-- EXTRACTED DATA follows --

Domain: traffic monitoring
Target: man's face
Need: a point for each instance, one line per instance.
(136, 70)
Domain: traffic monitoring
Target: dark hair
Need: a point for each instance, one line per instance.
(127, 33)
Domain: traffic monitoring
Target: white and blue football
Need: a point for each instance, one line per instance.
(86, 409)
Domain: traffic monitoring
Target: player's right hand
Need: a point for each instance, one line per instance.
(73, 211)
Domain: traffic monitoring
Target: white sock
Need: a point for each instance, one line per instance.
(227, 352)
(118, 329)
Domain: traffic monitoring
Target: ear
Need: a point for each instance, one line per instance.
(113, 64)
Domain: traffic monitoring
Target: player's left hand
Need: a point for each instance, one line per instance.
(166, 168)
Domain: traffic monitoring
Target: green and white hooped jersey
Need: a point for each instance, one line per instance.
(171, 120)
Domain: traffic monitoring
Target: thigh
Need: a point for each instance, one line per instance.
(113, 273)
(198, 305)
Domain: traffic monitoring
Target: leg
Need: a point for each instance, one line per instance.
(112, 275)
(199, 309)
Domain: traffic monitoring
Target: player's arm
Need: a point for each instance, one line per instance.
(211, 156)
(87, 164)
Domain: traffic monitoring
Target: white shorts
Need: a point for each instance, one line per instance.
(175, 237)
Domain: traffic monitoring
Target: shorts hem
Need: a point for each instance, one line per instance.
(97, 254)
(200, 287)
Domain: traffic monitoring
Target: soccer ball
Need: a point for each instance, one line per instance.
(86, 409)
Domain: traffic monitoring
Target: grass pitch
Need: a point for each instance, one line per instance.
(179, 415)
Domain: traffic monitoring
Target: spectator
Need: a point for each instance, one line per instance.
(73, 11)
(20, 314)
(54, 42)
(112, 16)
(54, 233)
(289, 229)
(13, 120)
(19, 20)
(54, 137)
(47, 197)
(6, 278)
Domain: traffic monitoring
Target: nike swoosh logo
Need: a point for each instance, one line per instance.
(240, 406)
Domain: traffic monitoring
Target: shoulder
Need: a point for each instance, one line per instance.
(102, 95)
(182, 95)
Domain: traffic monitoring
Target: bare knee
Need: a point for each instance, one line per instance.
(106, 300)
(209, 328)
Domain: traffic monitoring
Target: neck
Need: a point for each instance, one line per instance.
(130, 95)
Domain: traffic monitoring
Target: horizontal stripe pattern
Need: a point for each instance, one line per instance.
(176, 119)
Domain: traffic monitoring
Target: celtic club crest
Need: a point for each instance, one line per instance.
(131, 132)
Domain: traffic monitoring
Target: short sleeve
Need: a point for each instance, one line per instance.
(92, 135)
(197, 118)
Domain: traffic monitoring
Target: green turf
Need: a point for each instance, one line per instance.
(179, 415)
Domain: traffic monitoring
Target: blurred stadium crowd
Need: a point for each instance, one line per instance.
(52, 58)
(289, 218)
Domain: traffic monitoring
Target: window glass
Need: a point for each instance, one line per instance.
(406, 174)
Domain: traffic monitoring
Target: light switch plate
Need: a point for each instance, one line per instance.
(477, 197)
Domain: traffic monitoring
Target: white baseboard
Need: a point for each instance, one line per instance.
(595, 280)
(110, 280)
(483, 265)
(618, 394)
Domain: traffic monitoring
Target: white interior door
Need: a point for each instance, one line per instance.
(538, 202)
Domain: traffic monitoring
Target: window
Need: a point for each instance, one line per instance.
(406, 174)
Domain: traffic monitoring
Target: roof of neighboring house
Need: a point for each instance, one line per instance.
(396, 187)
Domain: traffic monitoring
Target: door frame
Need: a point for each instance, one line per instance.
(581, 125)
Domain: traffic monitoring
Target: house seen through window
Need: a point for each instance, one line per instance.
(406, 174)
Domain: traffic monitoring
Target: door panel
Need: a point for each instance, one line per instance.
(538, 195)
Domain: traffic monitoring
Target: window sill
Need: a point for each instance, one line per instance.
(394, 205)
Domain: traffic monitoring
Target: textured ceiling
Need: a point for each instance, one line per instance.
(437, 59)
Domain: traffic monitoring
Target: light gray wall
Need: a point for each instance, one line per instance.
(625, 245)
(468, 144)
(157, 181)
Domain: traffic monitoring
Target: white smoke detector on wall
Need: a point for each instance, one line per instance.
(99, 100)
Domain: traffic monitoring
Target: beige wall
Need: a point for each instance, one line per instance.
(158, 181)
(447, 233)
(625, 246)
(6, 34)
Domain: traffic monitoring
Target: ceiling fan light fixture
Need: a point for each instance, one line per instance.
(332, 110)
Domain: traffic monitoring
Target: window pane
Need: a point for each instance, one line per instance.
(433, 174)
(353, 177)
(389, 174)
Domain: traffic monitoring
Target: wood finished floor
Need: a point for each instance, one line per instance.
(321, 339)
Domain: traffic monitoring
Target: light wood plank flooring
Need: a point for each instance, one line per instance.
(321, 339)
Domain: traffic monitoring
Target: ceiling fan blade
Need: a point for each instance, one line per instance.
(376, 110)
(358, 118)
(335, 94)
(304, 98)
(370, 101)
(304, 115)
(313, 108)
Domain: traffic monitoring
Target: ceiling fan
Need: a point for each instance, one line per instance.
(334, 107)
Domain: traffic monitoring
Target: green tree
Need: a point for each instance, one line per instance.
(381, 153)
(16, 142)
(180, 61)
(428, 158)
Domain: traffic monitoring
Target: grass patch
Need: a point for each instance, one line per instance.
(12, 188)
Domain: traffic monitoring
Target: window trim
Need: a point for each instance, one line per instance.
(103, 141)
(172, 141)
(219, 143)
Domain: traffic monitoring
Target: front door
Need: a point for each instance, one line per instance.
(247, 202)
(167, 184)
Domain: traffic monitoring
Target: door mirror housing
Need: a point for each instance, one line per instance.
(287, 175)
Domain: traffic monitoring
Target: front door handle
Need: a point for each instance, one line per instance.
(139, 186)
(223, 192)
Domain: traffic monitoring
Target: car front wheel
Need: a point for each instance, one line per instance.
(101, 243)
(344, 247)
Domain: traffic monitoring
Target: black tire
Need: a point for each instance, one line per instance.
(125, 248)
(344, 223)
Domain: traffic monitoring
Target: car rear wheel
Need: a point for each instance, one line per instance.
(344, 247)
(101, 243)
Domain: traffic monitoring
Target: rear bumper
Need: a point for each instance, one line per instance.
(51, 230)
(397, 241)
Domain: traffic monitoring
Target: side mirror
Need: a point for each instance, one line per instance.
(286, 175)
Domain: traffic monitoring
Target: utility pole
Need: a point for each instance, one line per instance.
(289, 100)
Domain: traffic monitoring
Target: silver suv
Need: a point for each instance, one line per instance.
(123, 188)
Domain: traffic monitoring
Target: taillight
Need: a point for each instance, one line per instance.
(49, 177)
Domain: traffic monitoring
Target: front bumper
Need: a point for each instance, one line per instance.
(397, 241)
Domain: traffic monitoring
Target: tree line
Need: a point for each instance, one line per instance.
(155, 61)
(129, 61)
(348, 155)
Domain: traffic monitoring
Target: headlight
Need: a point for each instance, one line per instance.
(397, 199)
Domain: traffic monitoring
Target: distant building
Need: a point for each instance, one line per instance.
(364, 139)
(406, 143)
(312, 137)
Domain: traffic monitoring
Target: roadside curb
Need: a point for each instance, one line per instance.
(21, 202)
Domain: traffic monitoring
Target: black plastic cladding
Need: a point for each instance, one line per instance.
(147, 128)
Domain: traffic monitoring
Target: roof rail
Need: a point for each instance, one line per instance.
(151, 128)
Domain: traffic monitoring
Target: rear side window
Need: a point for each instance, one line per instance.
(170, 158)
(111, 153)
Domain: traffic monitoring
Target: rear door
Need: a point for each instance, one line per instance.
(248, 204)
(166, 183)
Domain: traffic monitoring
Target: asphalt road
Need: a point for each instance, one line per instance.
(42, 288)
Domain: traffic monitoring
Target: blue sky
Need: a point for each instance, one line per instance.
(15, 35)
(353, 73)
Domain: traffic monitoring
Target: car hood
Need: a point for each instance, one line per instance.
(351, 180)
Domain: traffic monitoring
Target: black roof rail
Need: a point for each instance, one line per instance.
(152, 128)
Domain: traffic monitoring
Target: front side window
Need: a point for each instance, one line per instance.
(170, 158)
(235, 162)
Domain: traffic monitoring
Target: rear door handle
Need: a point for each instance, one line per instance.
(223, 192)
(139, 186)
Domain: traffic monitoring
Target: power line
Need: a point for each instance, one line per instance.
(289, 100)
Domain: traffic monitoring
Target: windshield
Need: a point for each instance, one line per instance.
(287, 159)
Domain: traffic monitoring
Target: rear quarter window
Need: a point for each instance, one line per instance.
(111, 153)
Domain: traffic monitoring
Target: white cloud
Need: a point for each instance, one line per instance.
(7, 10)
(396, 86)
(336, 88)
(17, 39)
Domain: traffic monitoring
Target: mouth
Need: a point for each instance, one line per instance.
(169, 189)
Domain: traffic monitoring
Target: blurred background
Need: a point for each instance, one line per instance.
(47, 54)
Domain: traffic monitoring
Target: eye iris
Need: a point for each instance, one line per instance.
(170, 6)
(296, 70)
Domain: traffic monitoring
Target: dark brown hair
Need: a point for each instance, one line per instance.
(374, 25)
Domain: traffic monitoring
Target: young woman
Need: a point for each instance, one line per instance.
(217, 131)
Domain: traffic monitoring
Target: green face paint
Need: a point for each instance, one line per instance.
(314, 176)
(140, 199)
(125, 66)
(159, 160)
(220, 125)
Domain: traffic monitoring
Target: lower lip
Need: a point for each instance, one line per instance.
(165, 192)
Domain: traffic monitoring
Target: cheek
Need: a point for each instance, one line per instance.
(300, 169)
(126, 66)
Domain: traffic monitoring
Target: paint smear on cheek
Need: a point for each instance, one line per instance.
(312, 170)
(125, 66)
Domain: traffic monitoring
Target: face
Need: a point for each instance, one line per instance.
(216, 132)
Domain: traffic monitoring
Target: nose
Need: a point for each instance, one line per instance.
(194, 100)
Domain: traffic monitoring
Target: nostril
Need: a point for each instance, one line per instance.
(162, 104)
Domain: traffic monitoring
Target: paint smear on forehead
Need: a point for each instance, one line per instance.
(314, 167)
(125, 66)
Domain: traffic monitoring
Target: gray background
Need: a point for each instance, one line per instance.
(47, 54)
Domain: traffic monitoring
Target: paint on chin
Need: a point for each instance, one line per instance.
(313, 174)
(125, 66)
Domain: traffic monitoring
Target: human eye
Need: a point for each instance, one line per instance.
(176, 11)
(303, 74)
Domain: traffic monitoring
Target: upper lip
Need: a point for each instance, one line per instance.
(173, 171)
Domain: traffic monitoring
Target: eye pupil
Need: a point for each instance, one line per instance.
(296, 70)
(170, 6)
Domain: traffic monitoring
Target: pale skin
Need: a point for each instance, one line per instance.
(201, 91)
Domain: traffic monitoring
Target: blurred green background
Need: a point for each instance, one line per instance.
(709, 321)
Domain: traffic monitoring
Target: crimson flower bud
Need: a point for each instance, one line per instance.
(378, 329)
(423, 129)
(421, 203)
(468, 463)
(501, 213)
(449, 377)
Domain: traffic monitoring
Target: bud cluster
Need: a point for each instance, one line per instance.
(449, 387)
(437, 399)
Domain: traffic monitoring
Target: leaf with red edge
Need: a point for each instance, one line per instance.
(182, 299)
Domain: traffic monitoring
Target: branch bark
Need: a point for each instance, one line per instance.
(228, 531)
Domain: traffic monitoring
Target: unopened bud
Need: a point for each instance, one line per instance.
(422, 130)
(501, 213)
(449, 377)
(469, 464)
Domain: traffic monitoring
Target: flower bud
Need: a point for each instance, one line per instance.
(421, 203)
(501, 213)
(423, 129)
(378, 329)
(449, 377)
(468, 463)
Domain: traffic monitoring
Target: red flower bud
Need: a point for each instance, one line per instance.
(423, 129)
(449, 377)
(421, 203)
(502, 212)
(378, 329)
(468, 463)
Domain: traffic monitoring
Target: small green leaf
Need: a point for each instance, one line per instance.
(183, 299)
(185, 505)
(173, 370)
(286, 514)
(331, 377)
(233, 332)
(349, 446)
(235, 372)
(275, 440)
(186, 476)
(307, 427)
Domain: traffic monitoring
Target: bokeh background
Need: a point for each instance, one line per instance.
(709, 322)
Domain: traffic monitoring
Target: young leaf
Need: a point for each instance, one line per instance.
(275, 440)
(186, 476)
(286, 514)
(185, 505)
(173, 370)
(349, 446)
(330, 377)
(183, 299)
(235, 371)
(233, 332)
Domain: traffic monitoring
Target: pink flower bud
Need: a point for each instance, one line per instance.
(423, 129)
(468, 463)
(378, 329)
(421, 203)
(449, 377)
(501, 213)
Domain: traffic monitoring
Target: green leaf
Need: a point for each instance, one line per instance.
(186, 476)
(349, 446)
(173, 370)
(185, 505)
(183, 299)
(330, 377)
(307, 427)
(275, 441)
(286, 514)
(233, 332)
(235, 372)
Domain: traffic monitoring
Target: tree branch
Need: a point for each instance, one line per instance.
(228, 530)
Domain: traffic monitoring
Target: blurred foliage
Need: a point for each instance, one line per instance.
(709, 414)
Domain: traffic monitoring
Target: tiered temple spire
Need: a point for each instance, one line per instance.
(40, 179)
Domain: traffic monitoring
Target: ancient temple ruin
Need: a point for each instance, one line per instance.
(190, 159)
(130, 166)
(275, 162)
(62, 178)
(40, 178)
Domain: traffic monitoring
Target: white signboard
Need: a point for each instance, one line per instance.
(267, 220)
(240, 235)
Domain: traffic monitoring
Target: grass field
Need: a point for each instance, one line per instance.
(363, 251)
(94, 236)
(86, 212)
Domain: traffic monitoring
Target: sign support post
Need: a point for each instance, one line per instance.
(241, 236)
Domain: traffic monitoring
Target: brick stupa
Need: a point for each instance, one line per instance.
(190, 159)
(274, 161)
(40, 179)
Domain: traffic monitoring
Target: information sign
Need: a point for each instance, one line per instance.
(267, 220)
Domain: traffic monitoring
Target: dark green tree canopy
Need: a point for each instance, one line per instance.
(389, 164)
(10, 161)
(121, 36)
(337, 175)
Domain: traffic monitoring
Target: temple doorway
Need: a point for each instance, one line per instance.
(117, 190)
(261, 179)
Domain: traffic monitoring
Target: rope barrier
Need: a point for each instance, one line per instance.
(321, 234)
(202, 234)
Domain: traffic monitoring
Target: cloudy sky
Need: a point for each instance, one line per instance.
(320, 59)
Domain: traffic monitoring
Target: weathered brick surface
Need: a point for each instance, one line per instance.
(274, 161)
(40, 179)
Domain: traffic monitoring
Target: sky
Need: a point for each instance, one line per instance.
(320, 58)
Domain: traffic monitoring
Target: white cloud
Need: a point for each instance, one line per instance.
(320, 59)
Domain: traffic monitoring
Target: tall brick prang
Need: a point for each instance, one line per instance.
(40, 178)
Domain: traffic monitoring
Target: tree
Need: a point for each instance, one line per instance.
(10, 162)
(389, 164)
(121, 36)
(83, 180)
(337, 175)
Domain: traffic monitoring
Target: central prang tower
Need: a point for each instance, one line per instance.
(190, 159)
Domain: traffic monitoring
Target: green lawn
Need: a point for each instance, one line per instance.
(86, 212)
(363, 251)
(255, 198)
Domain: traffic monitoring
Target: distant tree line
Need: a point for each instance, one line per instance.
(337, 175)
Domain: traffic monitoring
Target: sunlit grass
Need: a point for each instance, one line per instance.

-- EXTRACTED DATA concluded --

The lines above, from the first through the one containing "Target: bare knee", must be restated word for word, with nothing added.

§ **ANSWER SECTION**:
Domain: traffic monitoring
Target: man's face
Need: a point for each instance, one line per instance.
(136, 70)
Domain: traffic monitoring
Target: dark hair
Need: a point for each instance, one line per instance.
(127, 33)
Domain: traffic monitoring
Target: white and blue football
Need: a point for each instance, one line per instance.
(86, 409)
Domain: traffic monitoring
Target: player's right hand
Need: a point for each instance, one line per instance.
(73, 211)
Domain: traffic monitoring
Target: white sock
Need: a point for each instance, one line per instance.
(227, 352)
(118, 329)
Domain: traffic monitoring
Target: ear
Need: a point for each instance, one line per instance.
(113, 64)
Domain: traffic monitoring
Target: player's left hand
Need: a point for each instance, one line per instance.
(166, 168)
Domain: traffic monitoring
Target: green and white hooped jersey
Need: a point for each instance, one line per instance.
(171, 120)
Domain: traffic monitoring
Target: thigh
Need: a point for each instance, one line per instance.
(113, 273)
(198, 305)
Domain: traffic monitoring
Target: leg
Need: a point for each instance, one line per instance.
(112, 275)
(199, 309)
Domain: traffic monitoring
Target: player's arm
Need: a point for each instance, one line per instance.
(211, 156)
(87, 164)
Domain: traffic monitoring
Target: white shorts
Need: a point for each instance, one line per instance.
(175, 237)
Domain: traffic monitoring
Target: shorts hem
Need: a point for each instance, one line per instance.
(97, 254)
(200, 287)
Domain: traffic monitoring
Target: soccer ball
Need: a point for each instance, one line per instance.
(86, 409)
Domain: traffic monitoring
Target: grass pitch
Need: a point for each instance, one line per instance.
(179, 415)
Domain: traffic monitoring
Target: spectator
Need: a point for each instance, one line per instance.
(73, 11)
(20, 314)
(54, 42)
(112, 16)
(54, 233)
(289, 229)
(13, 120)
(19, 20)
(54, 137)
(47, 197)
(6, 278)
Domain: traffic monitoring
Target: nike swoosh logo
Need: a point for each instance, one line per instance.
(240, 406)
Domain: traffic monitoring
Target: shoulder
Need: a point for each instance, one line per instance.
(102, 95)
(182, 95)
Domain: traffic monitoring
Target: bare knee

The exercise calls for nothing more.